## 課題 A
インタビュー記事の中で、中島社長は放送インフラにかかわる分野の製品や技術開発に力を注ぐと述べている。その理由を1〜3文で説明しなさい。
## 課題 B
インタビュー記事の一部を、そのまま書き写しなさい。「インタビュー新社長に聞く カナレ電気の中島正敬・新社長」という語を含むところから書き始め、「上げを伸ばしたい」と語った。」まで写したら終えること。

## 読解文
インタビュー新社長に聞く カナレ電気の中島正敬・新社長

4K放送12Gシステムに注力
高性能・高信頼製品を一気通貫で提供

 カナレ電気株式会社 代表取締役社長 中島 正敬氏


カナレ電気の中島正敬・新社長は「IoTの進展で社会インフラが大きく変貌し、連動して放送産業も5GやIPを含むIoTの導入で大きくインフラが変わる見込みだ。この分野の製品や技術開発へ力を注ぐ」とした上で、「当面は4K放送に最適な12G―SDIシステム構築に向けた高周波同軸ケーブルや光コンバーターや光伝送装置、これに付随する光ファイバ、光コネクタなど高品質・高性能・高信頼性の伝送システムを一気通貫で製品提供していく。また、現状、製品別の売上高割合は、ケーブル30%、コネクタ13%、ハーネス18%、その他40%。その他の中に含まれる光システム製品/電子機器類の売上げを伸ばしたい」と語った。


 ――社長就任にあたり、抱負から伺いたい。

「社員総会を1月25日に開催し、その際に、経営ビジョンとして、『顧客感動の創出企業』であるメーカーを目指していきたい、と述べた。当社は放送や音楽、エンターテインメント産業の映像・音響分野向けに電線ケーブル、コネクタ、アセンブリ事業などを専門的に手掛けており、今年で創立50年を迎えることができた。

[収集データ項目]
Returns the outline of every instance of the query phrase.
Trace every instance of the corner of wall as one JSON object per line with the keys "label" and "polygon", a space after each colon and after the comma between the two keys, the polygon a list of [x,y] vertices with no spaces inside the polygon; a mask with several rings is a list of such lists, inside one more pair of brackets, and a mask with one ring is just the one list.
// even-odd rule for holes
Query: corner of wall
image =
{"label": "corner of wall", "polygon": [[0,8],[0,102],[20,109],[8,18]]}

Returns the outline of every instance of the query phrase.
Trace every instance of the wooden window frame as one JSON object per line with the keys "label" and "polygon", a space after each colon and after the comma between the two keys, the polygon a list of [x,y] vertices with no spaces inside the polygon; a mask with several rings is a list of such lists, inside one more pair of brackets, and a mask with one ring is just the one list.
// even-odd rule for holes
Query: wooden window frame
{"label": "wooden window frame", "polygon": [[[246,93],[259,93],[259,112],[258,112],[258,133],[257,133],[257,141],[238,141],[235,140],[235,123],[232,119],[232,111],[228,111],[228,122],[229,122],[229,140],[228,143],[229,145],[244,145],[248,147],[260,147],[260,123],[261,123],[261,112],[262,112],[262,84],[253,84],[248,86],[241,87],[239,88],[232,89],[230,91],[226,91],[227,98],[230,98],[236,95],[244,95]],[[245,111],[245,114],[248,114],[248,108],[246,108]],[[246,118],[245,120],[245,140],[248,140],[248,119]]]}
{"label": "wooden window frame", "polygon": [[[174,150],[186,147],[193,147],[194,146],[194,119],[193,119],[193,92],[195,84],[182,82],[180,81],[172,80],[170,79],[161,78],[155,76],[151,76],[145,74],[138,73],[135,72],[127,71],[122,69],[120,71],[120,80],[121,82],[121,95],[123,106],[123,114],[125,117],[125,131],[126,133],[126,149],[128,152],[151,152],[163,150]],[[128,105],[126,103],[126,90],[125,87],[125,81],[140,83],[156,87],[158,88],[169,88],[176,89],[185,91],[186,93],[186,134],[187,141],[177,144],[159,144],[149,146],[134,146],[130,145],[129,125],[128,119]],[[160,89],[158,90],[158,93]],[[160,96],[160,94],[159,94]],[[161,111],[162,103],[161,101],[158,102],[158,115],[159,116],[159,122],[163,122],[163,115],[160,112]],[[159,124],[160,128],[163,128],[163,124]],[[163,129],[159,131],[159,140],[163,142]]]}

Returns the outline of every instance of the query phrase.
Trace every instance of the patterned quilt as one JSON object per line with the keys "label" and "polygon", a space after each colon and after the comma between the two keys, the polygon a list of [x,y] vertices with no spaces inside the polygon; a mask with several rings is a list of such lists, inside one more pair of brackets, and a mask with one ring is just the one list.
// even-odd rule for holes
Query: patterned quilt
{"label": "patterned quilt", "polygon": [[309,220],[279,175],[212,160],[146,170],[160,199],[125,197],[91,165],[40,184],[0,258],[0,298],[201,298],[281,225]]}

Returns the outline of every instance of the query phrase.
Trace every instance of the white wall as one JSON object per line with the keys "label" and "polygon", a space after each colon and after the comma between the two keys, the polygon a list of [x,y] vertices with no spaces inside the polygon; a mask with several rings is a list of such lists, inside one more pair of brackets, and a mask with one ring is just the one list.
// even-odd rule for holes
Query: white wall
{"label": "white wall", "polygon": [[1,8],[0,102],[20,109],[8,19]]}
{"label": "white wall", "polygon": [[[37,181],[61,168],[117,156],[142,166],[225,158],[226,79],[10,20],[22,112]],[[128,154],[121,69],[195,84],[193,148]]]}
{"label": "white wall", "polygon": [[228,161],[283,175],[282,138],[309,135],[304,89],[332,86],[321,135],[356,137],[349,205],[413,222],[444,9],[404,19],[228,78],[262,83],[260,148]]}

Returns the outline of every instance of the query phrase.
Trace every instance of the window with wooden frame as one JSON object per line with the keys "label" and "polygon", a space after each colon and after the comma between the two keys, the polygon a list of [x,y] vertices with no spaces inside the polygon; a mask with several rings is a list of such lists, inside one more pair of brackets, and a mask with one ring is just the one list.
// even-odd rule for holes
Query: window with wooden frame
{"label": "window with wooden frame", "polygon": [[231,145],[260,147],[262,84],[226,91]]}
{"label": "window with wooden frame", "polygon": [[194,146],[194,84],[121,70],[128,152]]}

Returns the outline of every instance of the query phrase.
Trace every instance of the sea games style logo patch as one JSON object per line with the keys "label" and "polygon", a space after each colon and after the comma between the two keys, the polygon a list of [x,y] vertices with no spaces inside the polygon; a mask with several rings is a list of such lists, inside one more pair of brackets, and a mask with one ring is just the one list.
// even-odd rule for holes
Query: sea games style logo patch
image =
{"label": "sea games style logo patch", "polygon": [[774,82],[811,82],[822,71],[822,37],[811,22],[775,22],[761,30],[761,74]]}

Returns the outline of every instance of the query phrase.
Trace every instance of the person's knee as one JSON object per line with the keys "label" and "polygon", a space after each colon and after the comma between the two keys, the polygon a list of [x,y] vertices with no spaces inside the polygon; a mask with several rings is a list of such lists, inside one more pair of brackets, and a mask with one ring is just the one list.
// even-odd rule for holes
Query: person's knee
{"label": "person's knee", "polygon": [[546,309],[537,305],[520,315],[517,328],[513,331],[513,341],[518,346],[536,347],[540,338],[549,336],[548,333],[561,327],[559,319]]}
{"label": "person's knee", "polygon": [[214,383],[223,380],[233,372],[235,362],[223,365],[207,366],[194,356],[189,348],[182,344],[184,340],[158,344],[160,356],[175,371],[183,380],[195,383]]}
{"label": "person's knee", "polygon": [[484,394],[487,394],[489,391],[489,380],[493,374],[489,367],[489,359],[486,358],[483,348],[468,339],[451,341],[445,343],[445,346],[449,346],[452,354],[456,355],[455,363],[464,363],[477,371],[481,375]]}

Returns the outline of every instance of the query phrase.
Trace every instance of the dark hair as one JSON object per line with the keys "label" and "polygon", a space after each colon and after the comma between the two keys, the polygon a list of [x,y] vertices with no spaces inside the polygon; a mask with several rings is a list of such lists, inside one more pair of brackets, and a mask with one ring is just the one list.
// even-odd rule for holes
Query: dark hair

## 解答例 A
IoTの進展によって社会インフラが大きく変わり、それに連動して放送産業でも5GやIPを含むIoTが導入され、インフラが大きく変わる見込みだからである。

## 解答例 B
インタビュー新社長に聞く カナレ電気の中島正敬・新社長

4K放送12Gシステムに注力
高性能・高信頼製品を一気通貫で提供

 カナレ電気株式会社 代表取締役社長 中島 正敬氏


カナレ電気の中島正敬・新社長は「IoTの進展で社会インフラが大きく変貌し、連動して放送産業も5GやIPを含むIoTの導入で大きくインフラが変わる見込みだ。この分野の製品や技術開発へ力を注ぐ」とした上で、「当面は4K放送に最適な12G―SDIシステム構築に向けた高周波同軸ケーブルや光コンバーターや光伝送装置、これに付随する光ファイバ、光コネクタなど高品質・高性能・高信頼性の伝送システムを一気通貫で製品提供していく。また、現状、製品別の売上高割合は、ケーブル30%、コネクタ13%、ハーネス18%、その他40%。その他の中に含まれる光システム製品/電子機器類の売上げを伸ばしたい」と語った。